• WORK TO BE COMPLETED
Skip all lines in the entries below that come before the one containing "For a UI automation task, identify the kitchen". Repeat that line and the rest exactly.

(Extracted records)
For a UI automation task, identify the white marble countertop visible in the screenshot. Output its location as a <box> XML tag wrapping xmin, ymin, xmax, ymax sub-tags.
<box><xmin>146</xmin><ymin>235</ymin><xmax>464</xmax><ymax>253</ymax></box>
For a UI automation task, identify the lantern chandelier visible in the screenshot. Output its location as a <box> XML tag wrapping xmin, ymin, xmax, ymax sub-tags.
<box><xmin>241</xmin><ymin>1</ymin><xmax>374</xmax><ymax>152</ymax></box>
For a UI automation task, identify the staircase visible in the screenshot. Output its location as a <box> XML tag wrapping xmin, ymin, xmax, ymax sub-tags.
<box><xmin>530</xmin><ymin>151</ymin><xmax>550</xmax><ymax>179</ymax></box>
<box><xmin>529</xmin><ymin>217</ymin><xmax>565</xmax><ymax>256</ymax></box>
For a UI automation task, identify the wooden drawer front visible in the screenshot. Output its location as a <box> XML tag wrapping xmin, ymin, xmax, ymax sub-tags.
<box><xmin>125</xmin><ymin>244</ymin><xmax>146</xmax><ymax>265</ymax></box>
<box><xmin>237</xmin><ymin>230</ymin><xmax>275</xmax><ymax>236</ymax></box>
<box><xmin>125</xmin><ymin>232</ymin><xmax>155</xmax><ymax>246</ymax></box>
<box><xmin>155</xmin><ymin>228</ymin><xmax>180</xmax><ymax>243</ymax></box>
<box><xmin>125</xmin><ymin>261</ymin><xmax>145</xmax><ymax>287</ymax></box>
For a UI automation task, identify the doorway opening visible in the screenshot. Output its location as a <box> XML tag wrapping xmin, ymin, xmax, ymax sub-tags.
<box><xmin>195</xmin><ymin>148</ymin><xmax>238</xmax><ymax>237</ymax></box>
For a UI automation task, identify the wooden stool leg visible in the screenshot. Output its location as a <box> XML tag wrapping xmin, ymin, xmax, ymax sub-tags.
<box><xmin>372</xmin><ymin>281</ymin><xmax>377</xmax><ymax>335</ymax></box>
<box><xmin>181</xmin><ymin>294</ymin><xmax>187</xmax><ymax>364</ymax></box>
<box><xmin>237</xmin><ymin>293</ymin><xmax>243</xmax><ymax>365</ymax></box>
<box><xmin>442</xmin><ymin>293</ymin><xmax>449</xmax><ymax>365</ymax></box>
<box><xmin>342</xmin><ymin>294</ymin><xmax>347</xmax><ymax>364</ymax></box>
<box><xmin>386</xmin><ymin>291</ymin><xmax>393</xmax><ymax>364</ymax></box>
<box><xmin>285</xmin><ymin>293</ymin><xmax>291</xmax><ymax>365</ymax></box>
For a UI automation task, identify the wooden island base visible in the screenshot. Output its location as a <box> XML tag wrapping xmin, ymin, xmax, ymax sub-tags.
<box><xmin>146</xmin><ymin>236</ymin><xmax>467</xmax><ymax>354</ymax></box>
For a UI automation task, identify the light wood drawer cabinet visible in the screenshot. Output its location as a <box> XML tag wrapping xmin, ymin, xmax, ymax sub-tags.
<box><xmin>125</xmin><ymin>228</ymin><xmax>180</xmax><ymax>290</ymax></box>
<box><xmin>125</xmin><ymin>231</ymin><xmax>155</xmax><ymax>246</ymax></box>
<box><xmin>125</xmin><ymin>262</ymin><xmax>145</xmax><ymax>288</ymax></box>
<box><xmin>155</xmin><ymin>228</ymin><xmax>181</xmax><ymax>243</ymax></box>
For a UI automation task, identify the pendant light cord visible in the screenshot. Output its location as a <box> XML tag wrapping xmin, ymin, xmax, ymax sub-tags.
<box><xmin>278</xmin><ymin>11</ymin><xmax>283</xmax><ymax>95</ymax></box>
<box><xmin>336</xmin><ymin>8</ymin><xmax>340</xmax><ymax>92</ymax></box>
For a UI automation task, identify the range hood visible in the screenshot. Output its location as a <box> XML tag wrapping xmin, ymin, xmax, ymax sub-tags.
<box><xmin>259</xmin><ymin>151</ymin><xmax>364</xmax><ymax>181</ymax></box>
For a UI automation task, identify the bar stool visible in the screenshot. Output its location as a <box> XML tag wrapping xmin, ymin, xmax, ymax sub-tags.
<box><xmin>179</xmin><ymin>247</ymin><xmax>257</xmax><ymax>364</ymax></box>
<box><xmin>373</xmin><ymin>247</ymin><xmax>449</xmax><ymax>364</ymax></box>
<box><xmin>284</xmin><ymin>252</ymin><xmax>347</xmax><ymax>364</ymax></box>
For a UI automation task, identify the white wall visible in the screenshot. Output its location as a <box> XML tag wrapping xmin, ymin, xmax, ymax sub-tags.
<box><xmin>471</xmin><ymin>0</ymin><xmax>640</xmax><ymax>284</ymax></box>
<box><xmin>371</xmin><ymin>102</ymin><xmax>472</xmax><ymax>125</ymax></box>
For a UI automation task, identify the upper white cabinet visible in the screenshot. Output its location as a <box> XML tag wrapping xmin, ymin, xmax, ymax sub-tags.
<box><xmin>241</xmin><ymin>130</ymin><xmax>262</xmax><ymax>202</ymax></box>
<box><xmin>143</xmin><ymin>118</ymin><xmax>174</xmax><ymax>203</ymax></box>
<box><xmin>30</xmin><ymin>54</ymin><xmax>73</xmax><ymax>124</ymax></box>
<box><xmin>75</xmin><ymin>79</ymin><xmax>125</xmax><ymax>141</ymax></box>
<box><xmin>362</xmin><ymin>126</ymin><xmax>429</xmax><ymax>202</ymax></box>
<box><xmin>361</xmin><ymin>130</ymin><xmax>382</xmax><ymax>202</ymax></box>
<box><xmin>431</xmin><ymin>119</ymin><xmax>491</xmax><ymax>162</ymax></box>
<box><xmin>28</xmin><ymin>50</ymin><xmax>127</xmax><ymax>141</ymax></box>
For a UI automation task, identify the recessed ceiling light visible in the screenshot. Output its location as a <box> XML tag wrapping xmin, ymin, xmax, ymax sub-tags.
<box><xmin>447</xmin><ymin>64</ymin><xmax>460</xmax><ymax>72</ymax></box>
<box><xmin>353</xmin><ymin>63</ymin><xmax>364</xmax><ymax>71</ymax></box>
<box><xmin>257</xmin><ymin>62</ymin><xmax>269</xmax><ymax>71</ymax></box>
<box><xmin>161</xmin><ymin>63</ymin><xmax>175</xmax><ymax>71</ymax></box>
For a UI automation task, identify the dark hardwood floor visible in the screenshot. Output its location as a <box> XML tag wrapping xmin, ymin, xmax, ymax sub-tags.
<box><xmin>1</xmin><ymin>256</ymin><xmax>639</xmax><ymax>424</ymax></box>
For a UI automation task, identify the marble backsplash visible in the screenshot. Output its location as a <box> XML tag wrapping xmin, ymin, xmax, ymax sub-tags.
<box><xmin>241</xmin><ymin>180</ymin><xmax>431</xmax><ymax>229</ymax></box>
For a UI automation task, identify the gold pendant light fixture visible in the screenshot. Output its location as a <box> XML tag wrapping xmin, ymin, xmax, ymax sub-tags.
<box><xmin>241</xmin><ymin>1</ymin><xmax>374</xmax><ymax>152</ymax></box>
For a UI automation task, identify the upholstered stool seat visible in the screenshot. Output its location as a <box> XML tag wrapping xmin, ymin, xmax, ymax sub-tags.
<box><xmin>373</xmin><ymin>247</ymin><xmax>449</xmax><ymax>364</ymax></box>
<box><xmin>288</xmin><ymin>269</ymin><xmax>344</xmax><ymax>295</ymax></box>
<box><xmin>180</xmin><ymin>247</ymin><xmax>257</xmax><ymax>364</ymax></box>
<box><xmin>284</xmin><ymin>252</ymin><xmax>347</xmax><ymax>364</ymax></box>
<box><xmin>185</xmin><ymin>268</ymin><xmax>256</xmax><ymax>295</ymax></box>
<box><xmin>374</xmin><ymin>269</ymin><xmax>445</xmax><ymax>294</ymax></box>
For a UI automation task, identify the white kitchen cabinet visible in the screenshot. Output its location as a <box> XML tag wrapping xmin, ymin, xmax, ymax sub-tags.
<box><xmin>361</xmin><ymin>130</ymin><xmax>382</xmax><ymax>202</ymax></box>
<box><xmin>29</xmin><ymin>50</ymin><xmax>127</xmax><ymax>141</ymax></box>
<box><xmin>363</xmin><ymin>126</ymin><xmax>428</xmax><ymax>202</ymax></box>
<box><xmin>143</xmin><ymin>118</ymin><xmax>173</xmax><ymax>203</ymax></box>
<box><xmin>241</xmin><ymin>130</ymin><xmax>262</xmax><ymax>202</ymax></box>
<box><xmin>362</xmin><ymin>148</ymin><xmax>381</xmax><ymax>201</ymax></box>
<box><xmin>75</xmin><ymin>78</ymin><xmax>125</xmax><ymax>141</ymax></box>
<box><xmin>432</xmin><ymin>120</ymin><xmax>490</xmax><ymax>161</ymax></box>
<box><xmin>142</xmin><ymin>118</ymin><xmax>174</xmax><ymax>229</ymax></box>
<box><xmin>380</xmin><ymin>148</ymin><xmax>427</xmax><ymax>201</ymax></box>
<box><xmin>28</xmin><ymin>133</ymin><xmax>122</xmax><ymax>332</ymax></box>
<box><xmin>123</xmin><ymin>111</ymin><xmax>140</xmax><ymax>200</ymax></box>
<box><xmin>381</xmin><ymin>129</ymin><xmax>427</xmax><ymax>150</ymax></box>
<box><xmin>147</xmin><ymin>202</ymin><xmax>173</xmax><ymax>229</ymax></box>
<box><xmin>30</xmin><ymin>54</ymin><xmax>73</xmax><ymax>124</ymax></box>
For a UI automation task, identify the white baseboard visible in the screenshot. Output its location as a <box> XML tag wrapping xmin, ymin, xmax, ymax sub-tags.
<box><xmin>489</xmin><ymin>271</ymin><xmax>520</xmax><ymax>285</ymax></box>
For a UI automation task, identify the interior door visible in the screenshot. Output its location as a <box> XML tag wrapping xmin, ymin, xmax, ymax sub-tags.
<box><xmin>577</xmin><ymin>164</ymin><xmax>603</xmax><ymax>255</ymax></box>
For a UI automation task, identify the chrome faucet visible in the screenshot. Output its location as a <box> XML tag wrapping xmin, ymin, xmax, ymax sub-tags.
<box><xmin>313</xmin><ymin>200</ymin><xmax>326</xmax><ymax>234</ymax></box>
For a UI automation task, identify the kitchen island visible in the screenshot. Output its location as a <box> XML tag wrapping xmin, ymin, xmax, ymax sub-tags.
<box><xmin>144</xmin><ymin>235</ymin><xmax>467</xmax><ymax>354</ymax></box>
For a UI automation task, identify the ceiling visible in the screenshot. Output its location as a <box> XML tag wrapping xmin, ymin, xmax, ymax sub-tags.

• RESULT BELOW
For a UI automation task, identify the kitchen island visible in the screenshot. Output its location as a <box> XML tag wrapping xmin, ymin, xmax, ymax sub-tags.
<box><xmin>144</xmin><ymin>235</ymin><xmax>467</xmax><ymax>354</ymax></box>
For a UI automation task, identify the ceiling visible in the screenshot. Output its location as a <box> XML tag wrapping xmin, ymin, xmax, ymax sub-tags.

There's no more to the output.